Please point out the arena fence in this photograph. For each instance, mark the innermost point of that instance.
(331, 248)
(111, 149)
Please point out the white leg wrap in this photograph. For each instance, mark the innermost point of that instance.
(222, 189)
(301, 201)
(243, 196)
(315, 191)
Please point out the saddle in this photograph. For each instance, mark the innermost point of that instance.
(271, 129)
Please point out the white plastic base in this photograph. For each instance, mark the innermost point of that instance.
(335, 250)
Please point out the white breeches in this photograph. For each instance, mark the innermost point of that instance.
==========
Render every line of the items above as a JSON array of strings, one string per line, with blank lines omitted.

→ Output of the exercise
[
  "Please point out the arena fence in this photograph. For each instance, mark the innermost point of that instance.",
  "(331, 248)",
  "(111, 149)",
  "Please point out the white leg wrap in this photograph. For each instance, mark the innermost point of that instance.",
  "(222, 189)",
  "(301, 201)",
  "(243, 196)",
  "(315, 191)",
  "Please point out the saddle in this photograph. For each instance, mark the innermost point of that instance.",
  "(271, 129)",
  "Please point out the white plastic base in this photograph. For each instance, mark the innermost point of that instance.",
  "(335, 250)",
  "Please point out the white breeches in this photograph. For each instance, mark the innermost point of that instance."
]